---------- DATA UNDER STUDY ----------

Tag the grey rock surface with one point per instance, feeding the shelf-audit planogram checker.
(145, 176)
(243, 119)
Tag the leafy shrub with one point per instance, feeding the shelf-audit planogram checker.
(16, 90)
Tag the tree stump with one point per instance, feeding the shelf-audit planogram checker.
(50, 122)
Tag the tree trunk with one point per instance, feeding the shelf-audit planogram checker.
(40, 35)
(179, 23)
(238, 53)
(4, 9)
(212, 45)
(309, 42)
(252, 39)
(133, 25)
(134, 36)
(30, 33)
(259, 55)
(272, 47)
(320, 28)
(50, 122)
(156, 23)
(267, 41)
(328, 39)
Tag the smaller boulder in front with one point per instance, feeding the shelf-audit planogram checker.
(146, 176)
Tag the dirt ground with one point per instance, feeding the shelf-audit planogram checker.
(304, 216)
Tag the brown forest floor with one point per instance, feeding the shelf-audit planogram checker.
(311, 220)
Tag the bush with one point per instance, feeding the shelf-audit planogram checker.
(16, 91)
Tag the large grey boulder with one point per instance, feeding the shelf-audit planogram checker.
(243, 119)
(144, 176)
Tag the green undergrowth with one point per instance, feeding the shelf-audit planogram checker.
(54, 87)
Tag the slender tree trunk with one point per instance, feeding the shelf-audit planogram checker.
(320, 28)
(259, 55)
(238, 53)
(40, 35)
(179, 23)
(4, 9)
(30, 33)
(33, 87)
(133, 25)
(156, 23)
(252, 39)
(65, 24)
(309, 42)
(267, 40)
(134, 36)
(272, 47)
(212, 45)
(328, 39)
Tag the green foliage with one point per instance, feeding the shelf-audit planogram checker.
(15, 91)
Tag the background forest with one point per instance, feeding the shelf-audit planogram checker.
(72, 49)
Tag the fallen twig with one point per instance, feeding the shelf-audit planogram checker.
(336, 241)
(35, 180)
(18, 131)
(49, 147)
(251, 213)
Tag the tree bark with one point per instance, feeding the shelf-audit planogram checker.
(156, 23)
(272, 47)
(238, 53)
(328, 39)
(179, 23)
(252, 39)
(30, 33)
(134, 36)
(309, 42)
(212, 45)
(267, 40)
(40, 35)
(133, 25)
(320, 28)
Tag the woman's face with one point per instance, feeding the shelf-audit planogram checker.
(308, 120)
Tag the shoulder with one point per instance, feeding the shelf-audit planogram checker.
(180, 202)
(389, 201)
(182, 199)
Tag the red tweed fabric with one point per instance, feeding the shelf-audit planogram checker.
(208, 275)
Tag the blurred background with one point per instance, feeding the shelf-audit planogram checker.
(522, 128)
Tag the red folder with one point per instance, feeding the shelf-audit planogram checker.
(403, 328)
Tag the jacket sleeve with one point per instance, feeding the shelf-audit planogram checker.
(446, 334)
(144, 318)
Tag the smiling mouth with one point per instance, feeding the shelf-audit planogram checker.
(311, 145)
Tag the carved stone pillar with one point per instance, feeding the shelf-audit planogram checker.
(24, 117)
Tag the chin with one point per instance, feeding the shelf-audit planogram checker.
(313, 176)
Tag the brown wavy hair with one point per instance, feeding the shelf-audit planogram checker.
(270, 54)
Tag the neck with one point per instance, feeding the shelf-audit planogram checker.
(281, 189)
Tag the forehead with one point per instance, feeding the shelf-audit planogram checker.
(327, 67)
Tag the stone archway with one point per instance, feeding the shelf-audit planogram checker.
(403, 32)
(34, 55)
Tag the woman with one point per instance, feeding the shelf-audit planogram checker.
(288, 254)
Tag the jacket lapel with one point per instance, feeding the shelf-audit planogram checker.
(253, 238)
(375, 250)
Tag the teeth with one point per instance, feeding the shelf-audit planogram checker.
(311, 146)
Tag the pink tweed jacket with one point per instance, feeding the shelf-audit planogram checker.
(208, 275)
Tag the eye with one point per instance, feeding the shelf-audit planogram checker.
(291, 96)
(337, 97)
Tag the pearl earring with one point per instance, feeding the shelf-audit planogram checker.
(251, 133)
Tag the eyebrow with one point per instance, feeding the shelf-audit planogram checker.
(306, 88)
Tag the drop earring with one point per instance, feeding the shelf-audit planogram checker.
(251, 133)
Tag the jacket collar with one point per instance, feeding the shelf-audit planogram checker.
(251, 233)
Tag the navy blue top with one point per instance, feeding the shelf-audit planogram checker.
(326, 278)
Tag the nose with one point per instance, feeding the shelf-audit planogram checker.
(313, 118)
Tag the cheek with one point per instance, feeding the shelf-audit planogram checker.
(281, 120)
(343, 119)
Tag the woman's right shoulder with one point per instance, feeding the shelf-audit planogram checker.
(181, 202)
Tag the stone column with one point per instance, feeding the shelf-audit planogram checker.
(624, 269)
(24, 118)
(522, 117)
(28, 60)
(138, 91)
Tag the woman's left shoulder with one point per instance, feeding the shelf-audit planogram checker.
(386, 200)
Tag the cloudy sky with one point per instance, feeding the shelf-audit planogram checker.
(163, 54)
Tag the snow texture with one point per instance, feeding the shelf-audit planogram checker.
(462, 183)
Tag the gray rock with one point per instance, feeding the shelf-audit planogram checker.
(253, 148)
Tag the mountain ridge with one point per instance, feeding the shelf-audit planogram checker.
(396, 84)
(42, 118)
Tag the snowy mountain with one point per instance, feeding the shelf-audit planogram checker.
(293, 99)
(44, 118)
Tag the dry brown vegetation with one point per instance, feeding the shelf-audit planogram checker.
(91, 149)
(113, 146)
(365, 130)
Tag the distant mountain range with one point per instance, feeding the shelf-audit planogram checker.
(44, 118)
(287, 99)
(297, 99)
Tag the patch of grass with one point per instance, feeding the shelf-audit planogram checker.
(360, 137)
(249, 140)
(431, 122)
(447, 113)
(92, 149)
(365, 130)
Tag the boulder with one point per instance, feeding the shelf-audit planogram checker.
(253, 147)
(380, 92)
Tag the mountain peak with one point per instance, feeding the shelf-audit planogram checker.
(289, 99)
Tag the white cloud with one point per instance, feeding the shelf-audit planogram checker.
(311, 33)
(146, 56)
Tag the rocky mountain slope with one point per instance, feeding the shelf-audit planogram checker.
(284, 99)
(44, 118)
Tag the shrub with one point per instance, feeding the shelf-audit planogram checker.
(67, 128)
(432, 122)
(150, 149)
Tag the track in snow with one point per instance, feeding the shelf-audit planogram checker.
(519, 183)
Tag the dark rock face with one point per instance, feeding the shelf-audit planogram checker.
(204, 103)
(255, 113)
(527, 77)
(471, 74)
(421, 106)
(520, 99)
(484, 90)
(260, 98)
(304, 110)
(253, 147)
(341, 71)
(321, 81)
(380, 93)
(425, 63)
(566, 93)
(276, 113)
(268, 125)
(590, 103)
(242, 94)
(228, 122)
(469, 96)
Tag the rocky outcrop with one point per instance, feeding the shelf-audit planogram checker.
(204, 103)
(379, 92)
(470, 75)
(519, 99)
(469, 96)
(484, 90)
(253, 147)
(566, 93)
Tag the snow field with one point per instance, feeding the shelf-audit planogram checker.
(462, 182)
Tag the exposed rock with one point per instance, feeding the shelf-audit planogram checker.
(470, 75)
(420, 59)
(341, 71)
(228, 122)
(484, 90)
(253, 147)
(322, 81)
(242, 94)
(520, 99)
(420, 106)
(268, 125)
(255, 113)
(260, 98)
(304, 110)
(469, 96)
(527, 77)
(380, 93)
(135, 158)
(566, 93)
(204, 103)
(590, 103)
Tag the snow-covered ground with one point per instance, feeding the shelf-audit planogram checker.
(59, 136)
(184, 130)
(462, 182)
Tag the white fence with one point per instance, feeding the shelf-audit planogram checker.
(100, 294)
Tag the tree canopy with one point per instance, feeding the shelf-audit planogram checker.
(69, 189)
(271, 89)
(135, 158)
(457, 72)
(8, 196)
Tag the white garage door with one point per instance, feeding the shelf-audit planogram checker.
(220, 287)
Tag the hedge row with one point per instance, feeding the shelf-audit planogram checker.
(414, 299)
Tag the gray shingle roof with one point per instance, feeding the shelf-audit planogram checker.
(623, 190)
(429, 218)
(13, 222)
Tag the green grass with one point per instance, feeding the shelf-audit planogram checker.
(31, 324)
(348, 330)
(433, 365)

----------

> _TRY IT_: Transcribe the records above exactly, but only from the line that contains "Tag the tree canopy" through their final line, inclusive.

> _SOLVED PROBLEM_:
Tag the tree canopy with one point per instance, feeding the shelf-audit planogram checker.
(69, 189)
(271, 89)
(135, 158)
(457, 72)
(8, 196)
Tag the white garage door with one point per instance, feeding the shelf-audit planogram checker.
(220, 287)
Tag the hedge row with one point per instance, feeding the shelf-audit planogram checker.
(414, 299)
Tag the gray shingle roof with one point per instance, feeding the shelf-audit planogram checker.
(623, 190)
(429, 218)
(13, 222)
Tag the green grass with one point per instance, feeding the shelf-audit planogram checker.
(31, 324)
(348, 330)
(433, 365)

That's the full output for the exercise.